MATERIAL TO PROCESS:
###

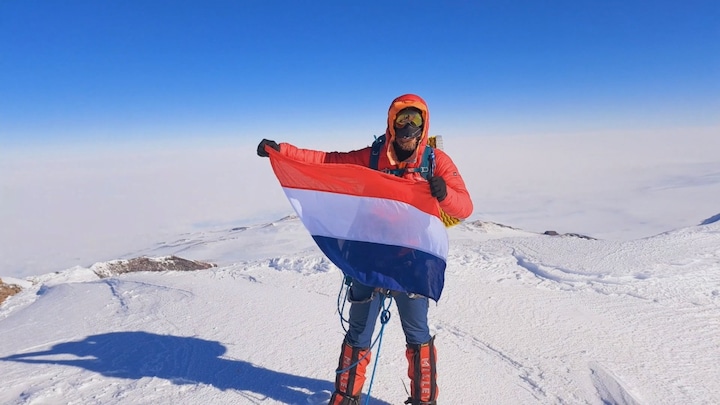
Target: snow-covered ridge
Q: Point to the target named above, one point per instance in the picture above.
(166, 263)
(542, 319)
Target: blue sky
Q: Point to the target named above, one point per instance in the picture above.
(121, 71)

###

THE REQUEST:
Can you rewrite all the records above with "snow-covered" replaced by "snowy", keeping everything else unchanged and leaving the pictures out?

RESPONSE TO THE TASK:
Target: snowy ridge
Q: Point to the target named above, one point per instance in the picture above.
(166, 263)
(542, 319)
Target: blue sky
Q: Point to the target named above, one point per instance in the picture above.
(121, 71)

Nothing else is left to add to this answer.